WHAT IS REQUIRED:
Would you print the entire listing exactly, leaving nothing out?

SUPPLIED MATERIAL:

'''

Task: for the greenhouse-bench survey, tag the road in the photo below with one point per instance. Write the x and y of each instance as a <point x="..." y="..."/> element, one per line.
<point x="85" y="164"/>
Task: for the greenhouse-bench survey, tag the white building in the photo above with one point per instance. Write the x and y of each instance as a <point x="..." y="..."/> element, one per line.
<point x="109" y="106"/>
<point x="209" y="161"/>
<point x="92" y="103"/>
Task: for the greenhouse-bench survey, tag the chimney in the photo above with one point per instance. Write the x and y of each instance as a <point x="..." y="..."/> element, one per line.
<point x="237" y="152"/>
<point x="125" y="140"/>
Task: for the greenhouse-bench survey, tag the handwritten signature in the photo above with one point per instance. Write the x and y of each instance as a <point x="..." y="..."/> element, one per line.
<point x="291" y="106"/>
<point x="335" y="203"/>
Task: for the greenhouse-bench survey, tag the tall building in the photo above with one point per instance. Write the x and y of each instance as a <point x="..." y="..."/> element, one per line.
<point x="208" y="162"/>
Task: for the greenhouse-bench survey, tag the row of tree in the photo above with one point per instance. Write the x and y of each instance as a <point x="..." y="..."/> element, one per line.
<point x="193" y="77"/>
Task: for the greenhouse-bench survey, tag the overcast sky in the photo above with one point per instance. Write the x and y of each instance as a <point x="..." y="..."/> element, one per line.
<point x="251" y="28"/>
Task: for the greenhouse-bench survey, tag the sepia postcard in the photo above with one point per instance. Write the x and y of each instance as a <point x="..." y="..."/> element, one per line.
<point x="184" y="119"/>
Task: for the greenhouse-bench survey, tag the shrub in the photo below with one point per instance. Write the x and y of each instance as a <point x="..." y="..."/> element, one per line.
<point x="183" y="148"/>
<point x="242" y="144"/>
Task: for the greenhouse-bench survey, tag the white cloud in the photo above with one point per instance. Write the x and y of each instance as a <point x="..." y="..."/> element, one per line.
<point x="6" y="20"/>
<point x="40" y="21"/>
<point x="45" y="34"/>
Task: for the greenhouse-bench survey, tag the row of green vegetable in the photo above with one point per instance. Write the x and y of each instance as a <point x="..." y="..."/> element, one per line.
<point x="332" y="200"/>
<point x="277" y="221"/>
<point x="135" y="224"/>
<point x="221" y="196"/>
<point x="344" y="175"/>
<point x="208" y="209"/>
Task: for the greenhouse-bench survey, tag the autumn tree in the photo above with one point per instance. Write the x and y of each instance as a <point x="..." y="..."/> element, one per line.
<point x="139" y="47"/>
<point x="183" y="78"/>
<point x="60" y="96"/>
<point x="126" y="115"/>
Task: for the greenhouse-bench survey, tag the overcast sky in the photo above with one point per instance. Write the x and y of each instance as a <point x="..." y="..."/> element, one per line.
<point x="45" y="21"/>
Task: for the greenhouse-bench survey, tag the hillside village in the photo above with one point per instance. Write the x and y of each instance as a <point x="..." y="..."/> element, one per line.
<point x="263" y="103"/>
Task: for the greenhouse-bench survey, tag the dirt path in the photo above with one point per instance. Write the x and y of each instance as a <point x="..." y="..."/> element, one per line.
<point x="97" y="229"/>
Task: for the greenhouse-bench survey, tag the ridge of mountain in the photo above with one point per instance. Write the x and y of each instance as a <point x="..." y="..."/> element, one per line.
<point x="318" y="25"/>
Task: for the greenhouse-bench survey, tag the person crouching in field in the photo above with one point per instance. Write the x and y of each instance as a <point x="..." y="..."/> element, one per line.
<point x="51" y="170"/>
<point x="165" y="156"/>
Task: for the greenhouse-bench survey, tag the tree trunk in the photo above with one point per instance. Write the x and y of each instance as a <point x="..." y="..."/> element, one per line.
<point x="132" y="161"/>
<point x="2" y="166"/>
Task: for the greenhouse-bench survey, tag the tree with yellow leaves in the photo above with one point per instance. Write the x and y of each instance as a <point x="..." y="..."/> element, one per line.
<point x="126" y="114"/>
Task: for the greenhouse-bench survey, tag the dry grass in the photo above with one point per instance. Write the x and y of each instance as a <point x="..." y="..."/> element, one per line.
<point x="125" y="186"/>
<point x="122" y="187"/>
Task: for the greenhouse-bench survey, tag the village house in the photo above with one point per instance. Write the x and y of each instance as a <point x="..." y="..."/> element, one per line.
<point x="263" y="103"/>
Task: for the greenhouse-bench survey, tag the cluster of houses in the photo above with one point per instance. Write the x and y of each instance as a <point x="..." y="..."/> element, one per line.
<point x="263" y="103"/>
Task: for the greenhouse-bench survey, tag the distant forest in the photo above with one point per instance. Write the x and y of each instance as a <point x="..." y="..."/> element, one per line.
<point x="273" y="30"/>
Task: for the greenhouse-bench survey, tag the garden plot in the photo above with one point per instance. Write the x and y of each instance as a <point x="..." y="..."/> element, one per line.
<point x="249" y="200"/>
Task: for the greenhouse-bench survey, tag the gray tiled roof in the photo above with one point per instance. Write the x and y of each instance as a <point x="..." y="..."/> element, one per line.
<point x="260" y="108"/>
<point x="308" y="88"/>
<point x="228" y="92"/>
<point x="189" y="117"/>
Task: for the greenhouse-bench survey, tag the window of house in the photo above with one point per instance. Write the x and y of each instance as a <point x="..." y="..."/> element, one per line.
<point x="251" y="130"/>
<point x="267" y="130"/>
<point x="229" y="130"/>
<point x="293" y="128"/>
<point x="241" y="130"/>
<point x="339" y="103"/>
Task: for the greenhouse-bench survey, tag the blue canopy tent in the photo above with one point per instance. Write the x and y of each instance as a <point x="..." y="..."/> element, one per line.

'''

EXERCISE SOLUTION:
Task: for the greenhouse-bench survey, tag the road in the photo below with one point per instance. Write the x and y of each instance as a <point x="..." y="..."/> element, one per line.
<point x="85" y="164"/>
Task: for the greenhouse-bench survey, tag the white building in the photo above with one point per instance. Write the x and y of each instance as a <point x="..." y="..."/> element, one per line.
<point x="109" y="106"/>
<point x="209" y="161"/>
<point x="92" y="103"/>
Task: for the greenhouse-bench survey, tag the chimney in the photo above with one point per instance. Write the x and y of each instance as a <point x="..." y="..."/> element, one per line.
<point x="237" y="152"/>
<point x="125" y="140"/>
Task: for the greenhouse-bench survey, tag the handwritten signature in the photo above with one point per instance. Write the x and y of each instance as a <point x="..." y="..."/> element, one per line.
<point x="291" y="106"/>
<point x="335" y="203"/>
Task: for the greenhouse-bench survey, tag the tall building in the photo above with one point per instance. Write the x and y of each instance as a <point x="..." y="..."/> element, one per line.
<point x="208" y="162"/>
Task: for the greenhouse-bench survey, tag the row of tree in the photo above with one point per instance. Write the x and y of each instance as a <point x="..." y="..."/> element, one per line.
<point x="193" y="77"/>
Task: for the greenhouse-bench survey, tag the overcast sky in the photo above with one point per instance. Write the x and y of each instance as a <point x="..." y="..."/> element, one per line.
<point x="251" y="28"/>
Task: for the greenhouse-bench survey, tag the sepia postcard in the photo above with one point per instance. Write the x and y of each instance as a <point x="..." y="..."/> element, one per line.
<point x="184" y="119"/>
Task: for the greenhouse-bench survey, tag the shrub in the photo below with one point per instance. Write the x and y of each instance as a <point x="..." y="..."/> element, one per line.
<point x="183" y="148"/>
<point x="242" y="144"/>
Task: for the greenhouse-bench survey, tag the white cloud in the photo above with one point per instance. Write the x and y of each instance as a <point x="..." y="..."/> element, one per line.
<point x="6" y="20"/>
<point x="40" y="21"/>
<point x="45" y="34"/>
Task: for the greenhouse-bench survey, tag the row of green vegetable in the photo above with one point per instance. Write the x and y of each instance as a <point x="..." y="..."/> element, one per line.
<point x="332" y="200"/>
<point x="277" y="221"/>
<point x="135" y="224"/>
<point x="221" y="196"/>
<point x="344" y="175"/>
<point x="208" y="209"/>
Task: for the greenhouse-bench survey, tag the autumn tree in the photo above with one point per instance. Write the x and y of each instance as a <point x="..." y="..."/> element, one per line.
<point x="139" y="47"/>
<point x="183" y="78"/>
<point x="60" y="96"/>
<point x="126" y="115"/>
Task: for the greenhouse-bench survey, tag the overcast sky in the photo above with one point per instance. Write the x and y of each instance as a <point x="..." y="..."/> element, one per line.
<point x="45" y="21"/>
Task: for the greenhouse-bench survey, tag the hillside village in the photo above with one point per instance. Write the x and y of each instance as a <point x="..." y="..."/> element, one per line.
<point x="263" y="103"/>
Task: for the greenhouse-bench survey, tag the dirt path in the photo above with one point per instance. Write the x and y of each instance as a <point x="..." y="..."/> element, one per line.
<point x="97" y="229"/>
Task: for the greenhouse-bench survey, tag the ridge of mountain in the photo above with one point per instance. Write the x and y of each instance as a <point x="..." y="..."/> element, one per line.
<point x="318" y="25"/>
Task: for the greenhouse-bench survey, tag the person crouching in field in the photo above with one point per instance. Write the x and y of each instance as a <point x="..." y="..."/> element, one per line.
<point x="51" y="170"/>
<point x="165" y="156"/>
Task: for the greenhouse-bench survey, tag the tree trunk in the photo above with one point per instance. Write the x and y of each instance as a <point x="..." y="..."/> element, one per line.
<point x="132" y="161"/>
<point x="2" y="166"/>
Task: for the greenhouse-bench survey, tag the tree with yellow leaves in the photo above with one point per instance. Write the x and y of each instance as a <point x="..." y="..."/> element, one per line.
<point x="126" y="114"/>
Task: for the greenhouse-bench survey, tag the dry grass in the photo above with one point per instance. Write the x and y of each instance as a <point x="..." y="..."/> element, one per line.
<point x="125" y="186"/>
<point x="122" y="187"/>
Task: for the greenhouse-bench survey, tag the village house in the photo above with one point per instance. Write the x and y of each instance as a <point x="..." y="..."/> element, one per line.
<point x="263" y="103"/>
Task: for the greenhouse-bench survey, tag the cluster of houses in the photo above with one point per instance. Write the x and y of each instance as a <point x="..." y="..."/> element, one per line.
<point x="263" y="103"/>
Task: for the greenhouse-bench survey, tag the distant forest in the photo above with one point per instance. Write the x and y of each instance as a <point x="..." y="..."/> element, one per line.
<point x="273" y="30"/>
Task: for the greenhouse-bench survey, tag the garden plot in the photo above with one point per instance. Write the x and y of each instance as a <point x="..." y="..."/> element, one per line.
<point x="249" y="200"/>
Task: for the greenhouse-bench survey, tag the gray tiled roof in the photo above with one point per instance. Write the x and y of each instance as a <point x="..." y="..."/> element, one per line.
<point x="260" y="108"/>
<point x="308" y="88"/>
<point x="228" y="92"/>
<point x="189" y="117"/>
Task: for the greenhouse-bench survey, tag the window of house in the photo above with one point per instance. Write the x and y of each instance as a <point x="..." y="..."/> element, one per line.
<point x="251" y="130"/>
<point x="267" y="130"/>
<point x="229" y="130"/>
<point x="293" y="128"/>
<point x="241" y="130"/>
<point x="339" y="103"/>
Task: for the greenhouse-bench survey, tag the blue canopy tent in the photo above with one point per instance. Write the x and y of each instance as a <point x="..." y="..."/> element, one per line.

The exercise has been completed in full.